╭──

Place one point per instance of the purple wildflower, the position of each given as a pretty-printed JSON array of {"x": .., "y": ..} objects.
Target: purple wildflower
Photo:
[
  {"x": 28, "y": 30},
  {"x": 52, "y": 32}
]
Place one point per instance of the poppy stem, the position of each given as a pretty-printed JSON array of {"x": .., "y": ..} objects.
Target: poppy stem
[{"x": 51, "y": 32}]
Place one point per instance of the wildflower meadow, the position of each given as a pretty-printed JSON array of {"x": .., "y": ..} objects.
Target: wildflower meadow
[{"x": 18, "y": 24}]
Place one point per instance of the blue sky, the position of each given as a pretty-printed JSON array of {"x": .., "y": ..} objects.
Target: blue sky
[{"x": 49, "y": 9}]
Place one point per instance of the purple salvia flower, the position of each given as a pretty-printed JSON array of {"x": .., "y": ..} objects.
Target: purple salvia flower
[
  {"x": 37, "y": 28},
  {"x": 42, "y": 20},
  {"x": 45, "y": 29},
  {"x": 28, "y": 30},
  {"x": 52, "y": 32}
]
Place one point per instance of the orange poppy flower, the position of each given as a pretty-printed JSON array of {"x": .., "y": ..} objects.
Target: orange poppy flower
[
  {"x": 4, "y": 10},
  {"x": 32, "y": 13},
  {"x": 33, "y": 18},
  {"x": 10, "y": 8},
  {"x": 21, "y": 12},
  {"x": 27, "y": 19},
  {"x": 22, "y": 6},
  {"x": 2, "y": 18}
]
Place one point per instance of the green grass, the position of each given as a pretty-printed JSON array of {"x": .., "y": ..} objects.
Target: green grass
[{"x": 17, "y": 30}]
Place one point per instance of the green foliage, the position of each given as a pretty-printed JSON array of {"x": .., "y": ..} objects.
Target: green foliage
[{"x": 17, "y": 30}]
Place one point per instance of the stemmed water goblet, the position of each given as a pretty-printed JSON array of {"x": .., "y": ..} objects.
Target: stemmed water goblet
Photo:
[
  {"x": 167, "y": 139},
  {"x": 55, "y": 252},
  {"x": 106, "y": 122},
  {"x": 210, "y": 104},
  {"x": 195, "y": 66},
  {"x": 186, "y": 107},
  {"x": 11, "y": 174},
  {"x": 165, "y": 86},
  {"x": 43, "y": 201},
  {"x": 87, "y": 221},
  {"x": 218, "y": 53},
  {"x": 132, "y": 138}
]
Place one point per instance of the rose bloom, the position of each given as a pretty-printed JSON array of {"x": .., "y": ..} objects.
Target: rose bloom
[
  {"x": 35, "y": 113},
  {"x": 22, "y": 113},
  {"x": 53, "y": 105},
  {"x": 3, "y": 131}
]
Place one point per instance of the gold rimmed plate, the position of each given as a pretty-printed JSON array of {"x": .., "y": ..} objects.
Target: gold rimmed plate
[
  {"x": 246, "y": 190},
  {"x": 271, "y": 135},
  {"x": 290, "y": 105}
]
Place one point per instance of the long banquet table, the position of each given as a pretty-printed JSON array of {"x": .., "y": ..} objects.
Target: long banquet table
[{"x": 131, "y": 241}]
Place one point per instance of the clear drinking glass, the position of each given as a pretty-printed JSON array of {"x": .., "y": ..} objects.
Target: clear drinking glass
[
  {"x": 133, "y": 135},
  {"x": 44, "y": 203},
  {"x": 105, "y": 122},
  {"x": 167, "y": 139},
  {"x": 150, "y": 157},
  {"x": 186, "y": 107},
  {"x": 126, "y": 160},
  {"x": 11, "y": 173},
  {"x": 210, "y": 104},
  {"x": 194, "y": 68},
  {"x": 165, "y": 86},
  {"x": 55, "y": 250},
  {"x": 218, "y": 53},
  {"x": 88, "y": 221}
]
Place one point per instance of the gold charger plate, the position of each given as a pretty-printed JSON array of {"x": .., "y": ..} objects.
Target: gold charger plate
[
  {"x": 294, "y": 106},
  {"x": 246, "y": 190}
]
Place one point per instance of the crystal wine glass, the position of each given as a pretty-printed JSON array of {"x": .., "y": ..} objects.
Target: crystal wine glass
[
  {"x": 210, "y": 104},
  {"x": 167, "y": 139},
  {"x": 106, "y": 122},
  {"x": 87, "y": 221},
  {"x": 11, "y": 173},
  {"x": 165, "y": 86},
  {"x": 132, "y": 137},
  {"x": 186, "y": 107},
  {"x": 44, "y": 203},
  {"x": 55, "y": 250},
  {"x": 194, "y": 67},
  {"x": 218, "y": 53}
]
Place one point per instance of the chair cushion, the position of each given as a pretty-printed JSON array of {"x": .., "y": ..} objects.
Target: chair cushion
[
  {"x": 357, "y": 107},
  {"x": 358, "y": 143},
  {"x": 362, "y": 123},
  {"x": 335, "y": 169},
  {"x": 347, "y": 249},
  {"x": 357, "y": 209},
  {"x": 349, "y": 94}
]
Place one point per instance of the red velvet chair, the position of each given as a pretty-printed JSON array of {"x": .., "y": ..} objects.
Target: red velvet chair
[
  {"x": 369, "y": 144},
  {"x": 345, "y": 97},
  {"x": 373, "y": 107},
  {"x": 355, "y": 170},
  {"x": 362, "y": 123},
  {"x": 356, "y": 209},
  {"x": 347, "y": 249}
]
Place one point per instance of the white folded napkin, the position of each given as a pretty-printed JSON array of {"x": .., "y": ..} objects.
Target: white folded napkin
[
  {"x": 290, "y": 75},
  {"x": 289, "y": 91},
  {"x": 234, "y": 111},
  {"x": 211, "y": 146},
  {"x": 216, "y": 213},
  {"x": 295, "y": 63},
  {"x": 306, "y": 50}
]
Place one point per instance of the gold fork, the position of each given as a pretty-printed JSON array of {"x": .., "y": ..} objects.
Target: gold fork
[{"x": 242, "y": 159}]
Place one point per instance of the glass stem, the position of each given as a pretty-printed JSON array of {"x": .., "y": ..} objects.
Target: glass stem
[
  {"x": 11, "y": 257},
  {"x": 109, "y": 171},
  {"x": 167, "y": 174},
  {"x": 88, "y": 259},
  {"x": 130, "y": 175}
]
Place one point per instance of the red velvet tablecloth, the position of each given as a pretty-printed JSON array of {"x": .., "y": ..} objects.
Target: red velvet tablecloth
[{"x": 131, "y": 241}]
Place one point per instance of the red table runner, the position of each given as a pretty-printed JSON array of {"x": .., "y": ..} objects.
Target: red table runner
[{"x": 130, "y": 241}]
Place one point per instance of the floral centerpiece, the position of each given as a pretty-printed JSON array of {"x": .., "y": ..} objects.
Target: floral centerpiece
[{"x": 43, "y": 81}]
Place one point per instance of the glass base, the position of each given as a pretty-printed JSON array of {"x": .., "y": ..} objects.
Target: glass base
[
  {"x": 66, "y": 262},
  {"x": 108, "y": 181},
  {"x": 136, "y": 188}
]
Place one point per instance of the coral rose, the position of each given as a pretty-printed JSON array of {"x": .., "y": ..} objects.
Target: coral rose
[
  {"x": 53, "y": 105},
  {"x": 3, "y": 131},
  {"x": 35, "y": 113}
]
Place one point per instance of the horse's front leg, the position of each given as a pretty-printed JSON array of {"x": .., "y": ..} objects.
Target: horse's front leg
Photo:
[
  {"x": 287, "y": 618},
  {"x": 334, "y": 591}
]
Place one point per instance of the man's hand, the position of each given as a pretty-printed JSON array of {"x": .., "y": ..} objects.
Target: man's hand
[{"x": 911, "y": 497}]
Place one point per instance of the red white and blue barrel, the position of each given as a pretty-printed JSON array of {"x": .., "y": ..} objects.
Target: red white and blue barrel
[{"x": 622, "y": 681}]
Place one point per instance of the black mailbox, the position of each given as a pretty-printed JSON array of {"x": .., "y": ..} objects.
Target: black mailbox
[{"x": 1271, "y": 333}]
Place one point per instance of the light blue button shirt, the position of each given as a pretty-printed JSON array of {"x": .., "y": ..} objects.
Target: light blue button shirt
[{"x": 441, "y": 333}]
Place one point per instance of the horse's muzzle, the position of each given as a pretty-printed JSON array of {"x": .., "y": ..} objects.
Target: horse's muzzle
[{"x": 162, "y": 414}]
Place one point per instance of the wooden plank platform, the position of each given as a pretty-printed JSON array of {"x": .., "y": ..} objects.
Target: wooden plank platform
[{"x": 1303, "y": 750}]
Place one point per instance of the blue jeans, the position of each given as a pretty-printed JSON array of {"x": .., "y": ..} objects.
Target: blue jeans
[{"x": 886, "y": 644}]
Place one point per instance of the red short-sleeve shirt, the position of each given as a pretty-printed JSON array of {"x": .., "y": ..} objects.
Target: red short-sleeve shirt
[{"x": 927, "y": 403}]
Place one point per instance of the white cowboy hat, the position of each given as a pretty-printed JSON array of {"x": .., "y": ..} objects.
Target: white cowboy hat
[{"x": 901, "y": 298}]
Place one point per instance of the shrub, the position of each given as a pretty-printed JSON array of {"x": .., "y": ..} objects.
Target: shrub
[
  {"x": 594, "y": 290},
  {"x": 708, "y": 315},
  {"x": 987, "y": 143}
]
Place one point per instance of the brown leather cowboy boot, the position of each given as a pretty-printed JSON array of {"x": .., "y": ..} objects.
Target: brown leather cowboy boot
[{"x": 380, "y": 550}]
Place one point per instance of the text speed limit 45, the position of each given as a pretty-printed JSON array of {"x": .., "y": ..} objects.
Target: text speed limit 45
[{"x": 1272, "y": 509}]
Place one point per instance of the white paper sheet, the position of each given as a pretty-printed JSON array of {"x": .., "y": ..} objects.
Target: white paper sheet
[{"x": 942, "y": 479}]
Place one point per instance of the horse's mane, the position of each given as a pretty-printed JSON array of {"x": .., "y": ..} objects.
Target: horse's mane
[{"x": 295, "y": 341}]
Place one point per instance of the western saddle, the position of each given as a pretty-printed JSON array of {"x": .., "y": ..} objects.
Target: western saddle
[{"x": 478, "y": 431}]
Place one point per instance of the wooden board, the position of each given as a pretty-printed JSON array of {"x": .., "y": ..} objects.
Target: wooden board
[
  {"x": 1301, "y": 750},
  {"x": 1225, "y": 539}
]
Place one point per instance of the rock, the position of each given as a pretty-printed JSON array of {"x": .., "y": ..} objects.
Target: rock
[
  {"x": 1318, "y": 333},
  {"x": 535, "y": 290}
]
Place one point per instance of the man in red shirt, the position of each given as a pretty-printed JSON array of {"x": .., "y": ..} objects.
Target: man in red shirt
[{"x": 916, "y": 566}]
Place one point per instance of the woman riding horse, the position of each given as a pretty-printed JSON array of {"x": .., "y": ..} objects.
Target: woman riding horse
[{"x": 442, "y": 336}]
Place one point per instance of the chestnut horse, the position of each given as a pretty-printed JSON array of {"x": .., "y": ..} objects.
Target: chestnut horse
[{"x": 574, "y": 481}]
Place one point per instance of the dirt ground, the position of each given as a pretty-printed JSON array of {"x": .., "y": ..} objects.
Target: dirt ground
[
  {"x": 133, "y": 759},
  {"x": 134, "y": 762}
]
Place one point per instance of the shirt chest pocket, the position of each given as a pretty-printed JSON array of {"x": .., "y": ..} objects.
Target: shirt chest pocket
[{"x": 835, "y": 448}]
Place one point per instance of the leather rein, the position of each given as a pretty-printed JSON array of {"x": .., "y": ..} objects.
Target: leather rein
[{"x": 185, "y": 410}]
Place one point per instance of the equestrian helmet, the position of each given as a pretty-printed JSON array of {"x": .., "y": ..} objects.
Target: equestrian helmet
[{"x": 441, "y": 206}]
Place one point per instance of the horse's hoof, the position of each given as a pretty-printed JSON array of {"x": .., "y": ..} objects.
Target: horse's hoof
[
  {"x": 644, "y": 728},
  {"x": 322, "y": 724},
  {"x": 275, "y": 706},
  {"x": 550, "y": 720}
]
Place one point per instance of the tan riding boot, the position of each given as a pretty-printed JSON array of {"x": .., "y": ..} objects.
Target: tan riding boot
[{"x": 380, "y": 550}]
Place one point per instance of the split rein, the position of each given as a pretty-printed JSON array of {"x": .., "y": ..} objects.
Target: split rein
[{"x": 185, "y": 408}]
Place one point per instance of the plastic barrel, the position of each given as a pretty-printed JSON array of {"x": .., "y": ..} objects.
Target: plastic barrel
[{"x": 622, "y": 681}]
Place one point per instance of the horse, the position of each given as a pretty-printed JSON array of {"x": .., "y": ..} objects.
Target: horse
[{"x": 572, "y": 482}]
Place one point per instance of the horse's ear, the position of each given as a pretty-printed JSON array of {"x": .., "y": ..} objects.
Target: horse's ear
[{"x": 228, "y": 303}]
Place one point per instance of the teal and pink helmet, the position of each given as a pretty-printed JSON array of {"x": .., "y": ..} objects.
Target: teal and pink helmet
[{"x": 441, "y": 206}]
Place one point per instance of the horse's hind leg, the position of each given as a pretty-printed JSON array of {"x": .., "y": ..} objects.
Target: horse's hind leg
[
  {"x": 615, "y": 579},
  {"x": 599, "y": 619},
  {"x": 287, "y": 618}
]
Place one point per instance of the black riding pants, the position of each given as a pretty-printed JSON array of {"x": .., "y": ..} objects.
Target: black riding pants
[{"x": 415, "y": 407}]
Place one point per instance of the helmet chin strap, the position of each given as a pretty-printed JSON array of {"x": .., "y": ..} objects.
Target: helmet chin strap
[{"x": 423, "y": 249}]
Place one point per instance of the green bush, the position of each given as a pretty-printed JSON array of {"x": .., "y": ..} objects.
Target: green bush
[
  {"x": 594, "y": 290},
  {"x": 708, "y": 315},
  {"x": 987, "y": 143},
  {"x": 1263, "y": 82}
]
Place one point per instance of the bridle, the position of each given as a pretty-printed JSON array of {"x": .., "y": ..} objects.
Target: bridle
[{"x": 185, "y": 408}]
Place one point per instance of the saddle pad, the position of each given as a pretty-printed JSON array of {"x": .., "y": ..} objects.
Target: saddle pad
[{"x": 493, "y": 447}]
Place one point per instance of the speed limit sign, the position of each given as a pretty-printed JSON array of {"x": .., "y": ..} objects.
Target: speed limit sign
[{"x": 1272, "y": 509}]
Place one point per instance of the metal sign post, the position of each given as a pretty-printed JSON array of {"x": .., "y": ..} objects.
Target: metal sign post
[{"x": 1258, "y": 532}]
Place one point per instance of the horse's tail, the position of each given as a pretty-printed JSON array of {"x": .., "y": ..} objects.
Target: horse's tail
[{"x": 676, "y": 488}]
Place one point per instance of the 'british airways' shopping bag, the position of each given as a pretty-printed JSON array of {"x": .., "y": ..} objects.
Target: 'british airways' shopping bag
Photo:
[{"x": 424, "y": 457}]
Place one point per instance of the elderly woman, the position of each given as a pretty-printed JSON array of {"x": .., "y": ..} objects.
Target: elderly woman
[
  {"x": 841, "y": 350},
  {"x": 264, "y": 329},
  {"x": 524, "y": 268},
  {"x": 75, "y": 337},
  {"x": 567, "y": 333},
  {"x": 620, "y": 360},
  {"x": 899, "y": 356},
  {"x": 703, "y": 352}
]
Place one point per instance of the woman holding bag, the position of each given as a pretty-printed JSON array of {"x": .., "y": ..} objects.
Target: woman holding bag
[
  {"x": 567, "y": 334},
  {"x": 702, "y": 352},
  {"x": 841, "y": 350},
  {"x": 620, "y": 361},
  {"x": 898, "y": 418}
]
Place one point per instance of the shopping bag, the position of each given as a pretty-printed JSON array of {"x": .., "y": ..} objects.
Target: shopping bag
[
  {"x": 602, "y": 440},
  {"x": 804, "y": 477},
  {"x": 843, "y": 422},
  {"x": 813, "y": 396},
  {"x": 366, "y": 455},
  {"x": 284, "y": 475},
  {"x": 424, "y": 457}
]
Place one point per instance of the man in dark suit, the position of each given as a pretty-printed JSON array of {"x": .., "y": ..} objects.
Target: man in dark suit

╰──

Your task: Return precisely the lines of the records, starting with the line that holds "Place one point per instance of the speed" and ending with the last one.

Correct result:
Place one point per instance of the speed limit sign, the position of each given as a pretty-printed JSON array of {"x": .., "y": ..} objects.
Target: speed limit sign
[{"x": 1272, "y": 509}]
Place one point per instance of the metal sign post, the position of each given as a pretty-printed JSON array of {"x": .., "y": ..} objects.
Target: metal sign post
[{"x": 1258, "y": 532}]
Place one point per instance of the horse's tail, the position of each given as a pretty-printed JSON array of {"x": .., "y": ..} objects.
Target: horse's tail
[{"x": 676, "y": 488}]
Place one point per instance of the 'british airways' shopping bag, the position of each given as a pretty-printed JSON array of {"x": .., "y": ..} objects.
Target: 'british airways' shopping bag
Photo:
[{"x": 424, "y": 457}]
Place one point per instance of the elderly woman, the position of each given as a pretty-printed JSON array of {"x": .., "y": ..} objects.
Target: elderly woman
[
  {"x": 841, "y": 350},
  {"x": 264, "y": 329},
  {"x": 524, "y": 268},
  {"x": 75, "y": 337},
  {"x": 567, "y": 333},
  {"x": 620, "y": 360},
  {"x": 899, "y": 356},
  {"x": 703, "y": 352}
]
Place one point per instance of the woman holding bag, the position of each given as a pretty-printed JSON array of {"x": .., "y": ..} objects.
Target: woman holding bag
[
  {"x": 567, "y": 334},
  {"x": 702, "y": 352},
  {"x": 841, "y": 350},
  {"x": 620, "y": 361},
  {"x": 898, "y": 418}
]
Place one point per instance of the shopping bag, the position of each given as a pretty-printed JSON array of {"x": .., "y": ..} objects.
Target: shopping bag
[
  {"x": 602, "y": 440},
  {"x": 804, "y": 477},
  {"x": 843, "y": 422},
  {"x": 813, "y": 396},
  {"x": 366, "y": 455},
  {"x": 284, "y": 475},
  {"x": 424, "y": 457}
]
Place one point per instance of the man in dark suit, the position of each given as a pretty-printed JSON array of {"x": .., "y": ..} objects.
Target: man in dark suit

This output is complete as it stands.